-- RECORDS start --

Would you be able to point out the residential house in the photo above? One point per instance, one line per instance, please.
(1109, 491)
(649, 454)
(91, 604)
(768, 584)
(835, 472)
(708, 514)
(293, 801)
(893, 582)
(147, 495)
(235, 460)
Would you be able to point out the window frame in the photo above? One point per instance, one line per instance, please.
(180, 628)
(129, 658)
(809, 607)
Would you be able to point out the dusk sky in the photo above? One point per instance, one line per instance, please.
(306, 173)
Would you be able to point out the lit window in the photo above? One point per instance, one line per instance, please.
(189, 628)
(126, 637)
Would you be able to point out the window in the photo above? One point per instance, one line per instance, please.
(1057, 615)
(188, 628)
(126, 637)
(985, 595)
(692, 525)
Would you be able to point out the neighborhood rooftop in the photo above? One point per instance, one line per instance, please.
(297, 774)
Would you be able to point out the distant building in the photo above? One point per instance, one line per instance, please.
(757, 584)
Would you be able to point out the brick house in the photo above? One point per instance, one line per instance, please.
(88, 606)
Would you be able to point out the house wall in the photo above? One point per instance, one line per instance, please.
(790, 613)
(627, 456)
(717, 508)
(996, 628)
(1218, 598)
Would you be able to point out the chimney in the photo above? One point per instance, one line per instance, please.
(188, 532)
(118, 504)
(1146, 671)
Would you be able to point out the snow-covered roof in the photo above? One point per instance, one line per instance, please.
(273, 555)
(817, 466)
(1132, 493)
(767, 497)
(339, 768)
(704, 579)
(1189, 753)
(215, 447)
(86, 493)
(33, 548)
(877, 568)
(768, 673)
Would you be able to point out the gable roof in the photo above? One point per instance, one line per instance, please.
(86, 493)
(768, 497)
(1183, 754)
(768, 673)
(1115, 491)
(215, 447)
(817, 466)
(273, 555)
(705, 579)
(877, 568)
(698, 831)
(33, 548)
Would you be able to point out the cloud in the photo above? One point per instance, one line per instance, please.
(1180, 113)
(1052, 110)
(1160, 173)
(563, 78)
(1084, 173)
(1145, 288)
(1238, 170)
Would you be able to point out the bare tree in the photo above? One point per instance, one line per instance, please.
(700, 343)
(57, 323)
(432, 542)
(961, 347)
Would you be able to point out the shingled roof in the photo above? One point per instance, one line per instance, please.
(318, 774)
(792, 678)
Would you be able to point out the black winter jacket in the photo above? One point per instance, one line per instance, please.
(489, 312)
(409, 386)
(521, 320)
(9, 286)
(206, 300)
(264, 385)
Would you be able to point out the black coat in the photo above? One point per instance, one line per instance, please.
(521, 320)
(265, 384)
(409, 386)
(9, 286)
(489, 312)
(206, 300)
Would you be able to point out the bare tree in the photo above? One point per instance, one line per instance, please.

-- RECORDS end --

WHAT THE TASK REQUIRES:
Could you rewrite the data from the line with "Would you be able to point out the gable" to the line with "(1238, 170)", changing "gable roof" to "pitched roof" and keeping everything else unchanged, then return only those lines?

EXERCISE RESULT:
Would you be able to point out the pitched roof in the photo above? One point per instance, one line per instance, please.
(86, 493)
(768, 497)
(1183, 754)
(768, 673)
(1115, 491)
(215, 447)
(817, 466)
(273, 555)
(705, 579)
(877, 568)
(698, 831)
(33, 548)
Would you be able to point out the cloud in the photo above? One point per instance, one line per instance, please.
(1180, 113)
(1052, 110)
(1160, 173)
(563, 78)
(1084, 173)
(1145, 288)
(1238, 170)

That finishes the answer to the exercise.